───── Items ─────

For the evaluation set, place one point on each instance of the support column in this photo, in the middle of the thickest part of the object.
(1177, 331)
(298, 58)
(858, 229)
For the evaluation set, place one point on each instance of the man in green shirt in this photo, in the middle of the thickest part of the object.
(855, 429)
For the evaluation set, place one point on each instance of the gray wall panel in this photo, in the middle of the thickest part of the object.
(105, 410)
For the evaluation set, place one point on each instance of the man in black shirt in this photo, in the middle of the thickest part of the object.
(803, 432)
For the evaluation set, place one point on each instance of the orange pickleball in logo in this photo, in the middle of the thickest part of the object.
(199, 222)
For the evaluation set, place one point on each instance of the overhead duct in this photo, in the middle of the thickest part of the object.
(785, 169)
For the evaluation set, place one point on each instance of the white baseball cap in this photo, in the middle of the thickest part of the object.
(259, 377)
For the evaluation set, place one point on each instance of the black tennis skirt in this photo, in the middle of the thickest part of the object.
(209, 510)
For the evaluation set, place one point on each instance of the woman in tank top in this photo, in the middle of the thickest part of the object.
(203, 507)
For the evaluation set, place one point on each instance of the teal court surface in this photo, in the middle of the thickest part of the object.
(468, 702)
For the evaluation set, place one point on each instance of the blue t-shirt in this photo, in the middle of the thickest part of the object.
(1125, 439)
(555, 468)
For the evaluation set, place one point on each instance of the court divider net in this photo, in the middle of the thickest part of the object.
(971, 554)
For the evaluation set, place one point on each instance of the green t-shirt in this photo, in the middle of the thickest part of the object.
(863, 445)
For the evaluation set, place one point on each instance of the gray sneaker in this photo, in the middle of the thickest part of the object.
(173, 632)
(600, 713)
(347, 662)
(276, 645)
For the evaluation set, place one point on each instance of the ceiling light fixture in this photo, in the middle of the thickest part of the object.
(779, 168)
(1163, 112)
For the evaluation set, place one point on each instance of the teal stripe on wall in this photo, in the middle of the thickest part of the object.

─────

Turn all of the entries above into a numbered list, leaving out any blank lines.

1. For the evaluation set, place one point on each instance of the support column in this photo, in the middle of the thickest part of the object.
2. (1177, 331)
3. (298, 58)
4. (858, 229)
5. For the evaluation set, place one point on each instance of the man in green shirt in this photo, in the middle of the thickest part of the object.
6. (855, 429)
7. For the evaluation set, place one point on each instance of the gray wall panel in this photo, in the middle of the thickest part of the object.
8. (105, 410)
9. For the evaluation set, place one point on each instance of the man in black shirt in this photo, in the middle of the thickest part of the object.
10. (803, 432)
11. For the evaluation set, place one point on each instance of the orange pickleball in logo in this photo, in the middle of the thickest part of the object.
12. (199, 222)
13. For the evaluation set, place one point on each instance of the overhead duct in this photo, in the middle of the thickest part of the object.
14. (785, 169)
15. For the evaluation set, place one point on each instance of the white baseball cap in this photo, in the middle of the thickest part of the object.
16. (259, 377)
17. For the evaluation set, place one point on each instance of the black tennis skirt in this photo, in the middle of the thickest part of the object.
18. (209, 510)
19. For the evaluation set, place one point on each instance of the woman in tank top in this photo, in the middle of the thickest part of the object.
20. (203, 507)
21. For the evaluation set, place one point on each instance of the teal court surface in this photo, in the middle of the thickest part of the object.
22. (468, 702)
23. For the evaluation set, place one point on each instance of the blue t-shirt in this photo, in the middle of the thickest part of the object.
24. (1125, 439)
25. (555, 468)
26. For the evaluation set, place one point on each instance of the court divider net in this photo, in the middle of the thickest part of the object.
27. (971, 554)
28. For the evaluation set, place one point on each instance of the green t-shirt in this photo, in the middle of the thickest part of the object.
29. (863, 445)
30. For the evaluation set, place one point on each instance of the gray sneaker in this photo, in the middle of the thickest part of the object.
31. (173, 632)
32. (600, 713)
33. (347, 662)
34. (276, 645)
35. For the evaluation set, place one point on each instance of the ceiling light fixture in this photo, in the middle of the thickest part of the object.
36. (779, 168)
37. (1163, 112)
38. For the evaluation set, place one point on each instance of the teal stripe on wall in this photo, in the middle of the thickest part of the object.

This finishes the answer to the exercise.